MATERIALS PROVIDED Block Start

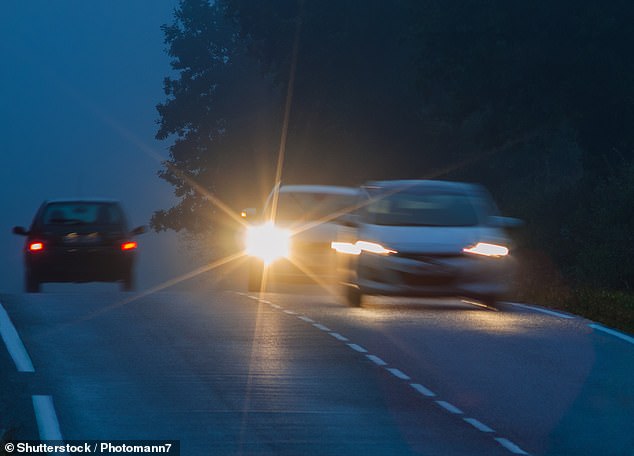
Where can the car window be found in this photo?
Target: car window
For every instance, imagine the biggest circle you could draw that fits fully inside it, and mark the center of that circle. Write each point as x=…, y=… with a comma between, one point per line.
x=422, y=209
x=308, y=206
x=82, y=214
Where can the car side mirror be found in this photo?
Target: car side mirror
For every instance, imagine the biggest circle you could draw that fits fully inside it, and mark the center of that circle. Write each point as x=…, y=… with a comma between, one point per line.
x=505, y=222
x=349, y=220
x=138, y=230
x=20, y=230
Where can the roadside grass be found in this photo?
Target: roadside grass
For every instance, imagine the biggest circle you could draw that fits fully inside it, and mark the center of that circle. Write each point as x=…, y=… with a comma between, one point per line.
x=547, y=288
x=5, y=436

MATERIALS PROVIDED Block End

- **YOUR INSTRUCTIONS**: Each line from the top of the material through the line containing "Target: car window" should be reproduced exactly; please drop any images.

- **ANSWER SECTION**:
Where can the car window be found in this photo?
Target: car window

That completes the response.